=== DATASET CONTENT ===

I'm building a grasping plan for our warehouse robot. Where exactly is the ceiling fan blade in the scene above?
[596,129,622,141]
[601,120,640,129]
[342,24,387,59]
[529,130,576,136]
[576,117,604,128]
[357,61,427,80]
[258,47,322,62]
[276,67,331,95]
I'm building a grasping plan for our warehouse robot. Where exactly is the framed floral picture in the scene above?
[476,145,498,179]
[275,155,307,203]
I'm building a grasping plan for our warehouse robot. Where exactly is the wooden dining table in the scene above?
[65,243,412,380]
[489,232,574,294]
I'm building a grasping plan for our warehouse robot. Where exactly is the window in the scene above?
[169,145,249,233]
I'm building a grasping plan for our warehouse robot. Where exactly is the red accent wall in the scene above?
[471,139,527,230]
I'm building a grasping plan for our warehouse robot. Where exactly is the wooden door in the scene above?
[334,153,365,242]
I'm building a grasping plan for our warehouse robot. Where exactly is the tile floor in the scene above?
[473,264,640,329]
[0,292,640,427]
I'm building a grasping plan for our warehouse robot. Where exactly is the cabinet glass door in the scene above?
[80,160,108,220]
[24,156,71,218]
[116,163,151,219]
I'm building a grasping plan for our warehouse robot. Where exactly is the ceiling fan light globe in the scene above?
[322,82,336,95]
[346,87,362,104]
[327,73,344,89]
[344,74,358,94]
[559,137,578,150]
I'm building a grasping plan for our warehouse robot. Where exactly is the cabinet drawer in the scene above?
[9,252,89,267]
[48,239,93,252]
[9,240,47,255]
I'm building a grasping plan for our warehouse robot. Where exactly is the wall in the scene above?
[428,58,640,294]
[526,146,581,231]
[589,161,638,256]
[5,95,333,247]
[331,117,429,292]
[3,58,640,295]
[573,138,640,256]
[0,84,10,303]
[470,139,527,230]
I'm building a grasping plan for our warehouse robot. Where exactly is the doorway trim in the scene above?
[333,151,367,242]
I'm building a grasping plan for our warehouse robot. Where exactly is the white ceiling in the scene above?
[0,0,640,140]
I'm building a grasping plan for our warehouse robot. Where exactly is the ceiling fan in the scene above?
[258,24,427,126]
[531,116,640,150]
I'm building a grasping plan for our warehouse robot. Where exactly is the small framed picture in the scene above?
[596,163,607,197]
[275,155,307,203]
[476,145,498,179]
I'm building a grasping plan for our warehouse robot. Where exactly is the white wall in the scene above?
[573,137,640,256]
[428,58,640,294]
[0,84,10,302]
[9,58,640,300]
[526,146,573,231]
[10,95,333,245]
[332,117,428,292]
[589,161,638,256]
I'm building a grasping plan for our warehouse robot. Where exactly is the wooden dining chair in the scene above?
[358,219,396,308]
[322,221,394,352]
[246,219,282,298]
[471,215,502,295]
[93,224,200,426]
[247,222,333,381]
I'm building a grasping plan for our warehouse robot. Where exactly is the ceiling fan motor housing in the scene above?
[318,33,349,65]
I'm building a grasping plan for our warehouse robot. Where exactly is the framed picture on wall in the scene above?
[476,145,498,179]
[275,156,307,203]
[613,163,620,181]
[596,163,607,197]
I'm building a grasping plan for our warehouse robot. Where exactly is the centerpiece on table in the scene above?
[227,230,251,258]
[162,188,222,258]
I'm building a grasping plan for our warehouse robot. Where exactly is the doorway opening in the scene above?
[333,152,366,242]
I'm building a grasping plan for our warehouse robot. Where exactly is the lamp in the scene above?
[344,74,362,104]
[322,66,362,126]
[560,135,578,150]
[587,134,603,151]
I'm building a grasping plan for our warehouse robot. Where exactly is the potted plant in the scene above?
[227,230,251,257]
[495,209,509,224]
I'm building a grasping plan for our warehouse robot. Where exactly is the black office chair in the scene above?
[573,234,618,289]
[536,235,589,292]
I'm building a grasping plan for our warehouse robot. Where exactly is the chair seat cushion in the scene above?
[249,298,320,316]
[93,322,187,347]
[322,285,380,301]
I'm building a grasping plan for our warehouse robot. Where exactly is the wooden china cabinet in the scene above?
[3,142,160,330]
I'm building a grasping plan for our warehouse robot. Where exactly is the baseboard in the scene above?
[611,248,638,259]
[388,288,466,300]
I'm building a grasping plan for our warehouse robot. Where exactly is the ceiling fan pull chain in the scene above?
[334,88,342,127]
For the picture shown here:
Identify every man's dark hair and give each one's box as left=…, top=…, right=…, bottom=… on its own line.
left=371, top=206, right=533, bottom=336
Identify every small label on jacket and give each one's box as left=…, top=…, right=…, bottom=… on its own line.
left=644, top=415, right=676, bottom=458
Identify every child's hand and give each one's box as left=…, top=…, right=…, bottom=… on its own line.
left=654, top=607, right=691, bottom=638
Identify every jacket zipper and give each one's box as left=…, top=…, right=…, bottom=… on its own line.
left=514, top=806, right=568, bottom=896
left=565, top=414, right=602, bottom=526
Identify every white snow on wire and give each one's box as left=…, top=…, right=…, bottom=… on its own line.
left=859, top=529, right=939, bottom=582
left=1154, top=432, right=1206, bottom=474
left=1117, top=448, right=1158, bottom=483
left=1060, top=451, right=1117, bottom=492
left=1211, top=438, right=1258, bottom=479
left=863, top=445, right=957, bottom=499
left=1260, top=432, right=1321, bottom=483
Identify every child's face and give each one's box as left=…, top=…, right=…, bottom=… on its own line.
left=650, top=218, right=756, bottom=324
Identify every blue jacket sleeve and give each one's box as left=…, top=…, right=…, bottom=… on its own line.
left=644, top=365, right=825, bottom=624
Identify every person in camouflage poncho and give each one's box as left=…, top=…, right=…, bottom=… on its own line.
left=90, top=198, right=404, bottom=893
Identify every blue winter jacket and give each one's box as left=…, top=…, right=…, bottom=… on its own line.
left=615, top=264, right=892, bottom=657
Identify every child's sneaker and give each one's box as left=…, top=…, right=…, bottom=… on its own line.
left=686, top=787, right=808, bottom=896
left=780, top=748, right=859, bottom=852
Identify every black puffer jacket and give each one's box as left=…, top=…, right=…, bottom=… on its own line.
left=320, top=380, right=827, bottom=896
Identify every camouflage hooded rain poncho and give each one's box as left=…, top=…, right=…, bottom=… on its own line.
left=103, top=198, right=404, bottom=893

===

YOUR GOAL: Reproduce the lines from the one containing "dining table in the scene above?" through the one containing "[334,153,365,242]", including both, without changing anything.

RESULT BELOW:
I'm building a grasping plan for our warehouse robot. Where exactly is the wooden dining table in the scene above?
[65,243,412,380]
[489,232,574,294]
I'm building a grasping plan for our warehouse robot. Where exactly is the window in the scene above?
[169,145,249,233]
I'm building a grasping plan for our warehouse robot. Where exactly is the red accent wall in the scene above?
[471,139,527,230]
I'm building a grasping plan for our warehouse robot. Where exactly is the wooden door in the scene above?
[334,153,365,242]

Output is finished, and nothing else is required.